--- start of EXCERPTED RECORDS ---
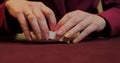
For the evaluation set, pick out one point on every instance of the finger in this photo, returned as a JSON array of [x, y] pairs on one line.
[[24, 26], [33, 22], [50, 17], [63, 20], [79, 27], [42, 23], [66, 27], [91, 28]]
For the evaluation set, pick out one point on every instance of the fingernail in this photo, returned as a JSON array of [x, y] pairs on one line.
[[57, 27], [29, 38], [39, 36], [67, 35], [60, 32], [46, 36], [75, 41], [53, 27]]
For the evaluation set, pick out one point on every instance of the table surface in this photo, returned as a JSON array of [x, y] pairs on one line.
[[92, 51]]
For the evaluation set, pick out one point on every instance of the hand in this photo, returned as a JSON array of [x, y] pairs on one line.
[[80, 21], [33, 13]]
--- end of EXCERPTED RECORDS ---
**WHAT YOU NEED TO DO:** Render every line of text in the material as a JSON list of strings, one string per line, leaving out blank lines and the picture. Keep the lines in their original order.

**RIGHT ANSWER:**
[
  "For the evaluation set, pick out one point on every instance of the finger in this photo, returned as a JSON array of [x, y] pairs on one line.",
  "[[24, 26], [33, 22], [50, 17], [63, 20], [79, 27], [42, 23], [66, 27], [91, 28]]",
  "For the evaluation set, pick out one point on every instance of the fingernail in this photo, returned as a JSON array of [x, y] pairs on one line.",
  "[[57, 27], [29, 38], [39, 36], [67, 35], [60, 32], [46, 36], [75, 41], [53, 27]]",
  "For the evaluation set, pick out one point on every instance of the table surface in this photo, returned as a JSON array of [x, y] pairs on one line.",
  "[[92, 51]]",
  "For the evaluation set, pick out one point on every instance of the hand in this photo, returned as a JSON array of [x, y] pairs on one line.",
  "[[80, 21], [33, 13]]"
]